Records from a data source
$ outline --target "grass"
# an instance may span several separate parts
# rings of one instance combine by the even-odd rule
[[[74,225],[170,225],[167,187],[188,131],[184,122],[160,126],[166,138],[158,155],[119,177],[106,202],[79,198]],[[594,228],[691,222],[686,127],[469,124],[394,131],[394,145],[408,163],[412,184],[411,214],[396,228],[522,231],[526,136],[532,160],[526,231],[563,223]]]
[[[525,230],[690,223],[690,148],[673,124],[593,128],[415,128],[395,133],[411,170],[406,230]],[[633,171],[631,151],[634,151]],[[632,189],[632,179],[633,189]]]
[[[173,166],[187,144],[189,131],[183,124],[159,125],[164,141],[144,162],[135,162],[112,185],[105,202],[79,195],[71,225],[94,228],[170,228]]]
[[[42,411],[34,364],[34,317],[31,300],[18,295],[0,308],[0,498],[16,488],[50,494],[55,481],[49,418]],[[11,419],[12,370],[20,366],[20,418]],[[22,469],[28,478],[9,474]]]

## [JOB]
Find each line in the items above that contains the word "instance", and copy those lines.

## [WRITTEN REPLY]
# an instance may span several separate parts
# rings of one instance combine by the even-odd rule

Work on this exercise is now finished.